### WHAT YOU WILL DO
Leave out the pictures and print the records below exactly.

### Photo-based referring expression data
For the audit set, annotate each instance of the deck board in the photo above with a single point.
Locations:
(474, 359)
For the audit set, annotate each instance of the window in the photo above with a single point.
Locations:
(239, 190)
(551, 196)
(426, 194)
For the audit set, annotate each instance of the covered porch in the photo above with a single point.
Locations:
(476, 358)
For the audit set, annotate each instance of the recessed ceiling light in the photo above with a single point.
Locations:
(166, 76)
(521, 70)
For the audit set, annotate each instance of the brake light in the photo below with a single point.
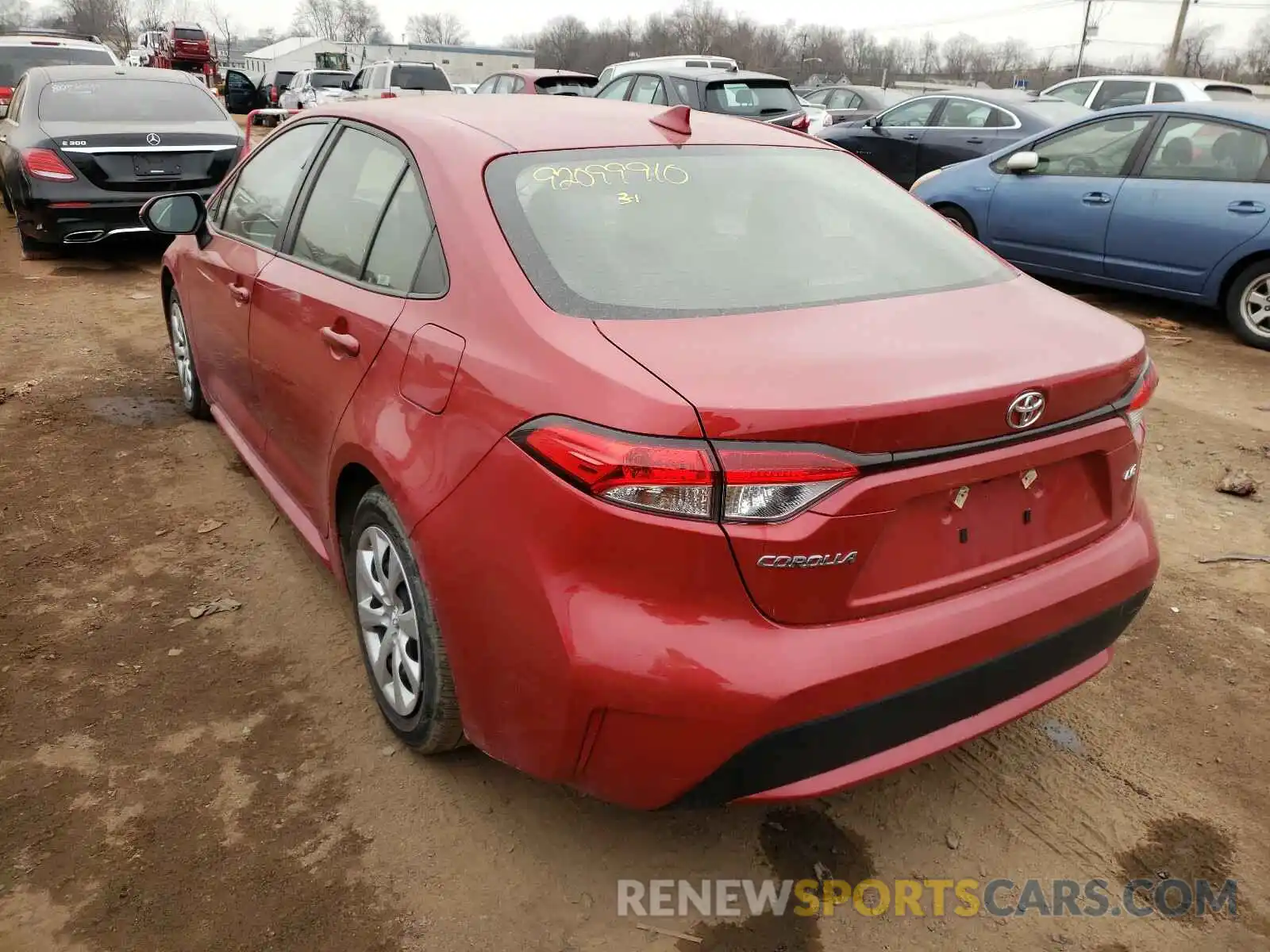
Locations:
(732, 482)
(48, 165)
(1138, 399)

### EXERCISE RESPONSE
For the audit set, annotate each instance of the deck board in the photo above with a single point.
Locations:
(474, 359)
For the audit set, annotate each instance of the window in the photo above with a single point.
Locations:
(239, 190)
(551, 196)
(426, 194)
For the audit set, annotate each instance of the covered porch in the photo above with a single point.
Locations:
(476, 358)
For the audit set, annotate each instance of the recessed ceiling light in the photo above with a single point.
Locations:
(166, 76)
(521, 70)
For the audit set, annotate each instance of the brake light in the photo below with a single point.
Locations:
(732, 482)
(48, 165)
(1138, 399)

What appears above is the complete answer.